[[ Data in this exercise open ]]

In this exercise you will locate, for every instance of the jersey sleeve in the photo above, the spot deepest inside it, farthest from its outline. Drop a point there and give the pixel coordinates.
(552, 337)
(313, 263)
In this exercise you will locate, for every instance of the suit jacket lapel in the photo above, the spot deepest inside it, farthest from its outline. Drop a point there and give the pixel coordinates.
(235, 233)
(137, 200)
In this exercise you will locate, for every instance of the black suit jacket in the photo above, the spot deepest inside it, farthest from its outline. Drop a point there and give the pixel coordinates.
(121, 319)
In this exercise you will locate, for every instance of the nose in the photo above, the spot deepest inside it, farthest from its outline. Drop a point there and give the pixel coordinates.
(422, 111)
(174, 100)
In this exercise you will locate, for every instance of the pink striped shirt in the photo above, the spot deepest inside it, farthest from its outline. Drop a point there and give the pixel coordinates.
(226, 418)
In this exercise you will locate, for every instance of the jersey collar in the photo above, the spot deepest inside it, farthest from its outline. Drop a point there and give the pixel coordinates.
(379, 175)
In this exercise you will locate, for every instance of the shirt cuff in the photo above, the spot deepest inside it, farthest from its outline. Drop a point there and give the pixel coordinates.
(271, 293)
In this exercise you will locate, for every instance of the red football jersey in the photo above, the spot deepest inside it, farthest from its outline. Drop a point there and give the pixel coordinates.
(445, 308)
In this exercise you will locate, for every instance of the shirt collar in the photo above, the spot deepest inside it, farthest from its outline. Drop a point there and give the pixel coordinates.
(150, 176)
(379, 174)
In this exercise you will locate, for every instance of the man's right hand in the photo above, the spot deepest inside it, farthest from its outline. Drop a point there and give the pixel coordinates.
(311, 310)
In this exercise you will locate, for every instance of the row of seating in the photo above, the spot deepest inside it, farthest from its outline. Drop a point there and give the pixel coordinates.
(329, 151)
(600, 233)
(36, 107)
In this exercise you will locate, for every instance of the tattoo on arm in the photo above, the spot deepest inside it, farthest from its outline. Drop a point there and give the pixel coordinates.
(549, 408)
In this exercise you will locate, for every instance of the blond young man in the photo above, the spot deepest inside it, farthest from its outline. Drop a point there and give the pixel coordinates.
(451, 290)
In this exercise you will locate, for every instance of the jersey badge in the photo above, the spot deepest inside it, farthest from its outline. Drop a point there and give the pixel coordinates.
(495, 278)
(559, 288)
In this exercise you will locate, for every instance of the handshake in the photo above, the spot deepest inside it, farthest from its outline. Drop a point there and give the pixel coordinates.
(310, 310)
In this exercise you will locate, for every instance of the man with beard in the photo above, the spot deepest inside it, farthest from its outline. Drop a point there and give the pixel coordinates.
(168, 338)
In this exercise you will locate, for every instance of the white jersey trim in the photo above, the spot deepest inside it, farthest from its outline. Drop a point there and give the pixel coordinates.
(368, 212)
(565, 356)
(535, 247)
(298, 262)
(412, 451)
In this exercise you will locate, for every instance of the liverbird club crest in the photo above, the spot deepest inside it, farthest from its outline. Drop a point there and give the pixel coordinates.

[[ Data in this exercise closed ]]

Would you copy the whole listing exactly?

→ **Exercise response**:
In this exercise you will locate, for every instance of the jersey sleeve in the photo above, the spot deepest inside it, farthest from its outline. Drop a point there and give the pixel coordinates.
(552, 337)
(313, 263)
In this exercise you will locate, for every instance of the suit jacket lapel in the photo above, the spot deepest inside it, farthest from its outline. Drop a point there and give the pixel coordinates.
(235, 233)
(137, 200)
In this exercise you will locate, for every instance of the black suit jacket in the photo above, the spot deepest inside it, farthest from its outline. Drop a point there and give the pixel coordinates.
(121, 319)
In this exercise you will locate, for every instance of the nose in the photo above, the spot deepest inside it, farthest from its outline. Drop a point there and give the pixel coordinates.
(422, 111)
(174, 100)
In this exercise you will locate, for every instance of the pink striped shirt in the photo above, the spot deepest inside it, farthest from its outline. Drop a point there and give the pixel coordinates.
(226, 418)
In this exercise you will locate, for every instance of the jersey collar in the photo above, the spot deepest inside it, farthest from its outline. Drop a point there and give the pixel coordinates.
(379, 175)
In this exercise you will locate, for every instance of the shirt cuff in the photo above, the spot deepest inside it, farthest from its outline. Drop a point there and give the pixel coordinates.
(271, 293)
In this exercise you will locate, for every instance of the red football jersey in the photo above, the spot deepest inside it, farthest from its outline. Drop a point there and give the pixel coordinates.
(445, 308)
In this exercise you will locate, for every instance of the shirt collar in the photo above, the spot deepest inside it, farthest from its outline. Drop a point there and give the pixel coordinates.
(150, 176)
(379, 174)
In this exercise you will locate, for every instance of the man's right hand in the photo above, the spot deepest inside it, farthest from its outline. Drop a point there and give the pixel coordinates.
(311, 310)
In this exercise you will locate, for every instance of the row of seating in the photo above, the spot deepest inside it, farthest from its outline. Drop a point there and give the pixel coordinates.
(329, 151)
(600, 233)
(36, 107)
In this exercise you will locate, for every instance of the tattoo on arm in the photo above, the spot deepest inside it, farthest from its outline. Drop a point there and give the pixel coordinates.
(549, 408)
In this exercise you will locate, for every instance of the blond young man in the photo above, the spot deepest inside it, farthest from its outline. Drop a point there and give the pixel coordinates.
(451, 290)
In this exercise you will locate, for every instance of the jersey badge in the photo above, the spot deepest inside it, farthest from its outline. Drop a point there and give the pixel coordinates.
(495, 278)
(559, 288)
In this exercise you will locate, for every instance of the handshake in the photo above, the spot deepest inside it, farthest from its outline. Drop a point there and give the pixel coordinates.
(310, 310)
In this exercise you will locate, for every instance of the man with beard in the photo above, the spot deepest inside it, farthest from its outline. Drop a point there and give the pixel coordinates.
(168, 338)
In this exercise you will locate, for every instance of the white jersey trim in the photo above, the spot deepest inside it, farthest from its outline. Drop a point there and give the pixel coordinates.
(368, 212)
(565, 356)
(535, 247)
(298, 262)
(412, 451)
In this exercise you will locate, for every instance of the liverbird club crest in the photo above, the spot deepest inside it, farthest from its outline. Drop a point there and give the pixel coordinates.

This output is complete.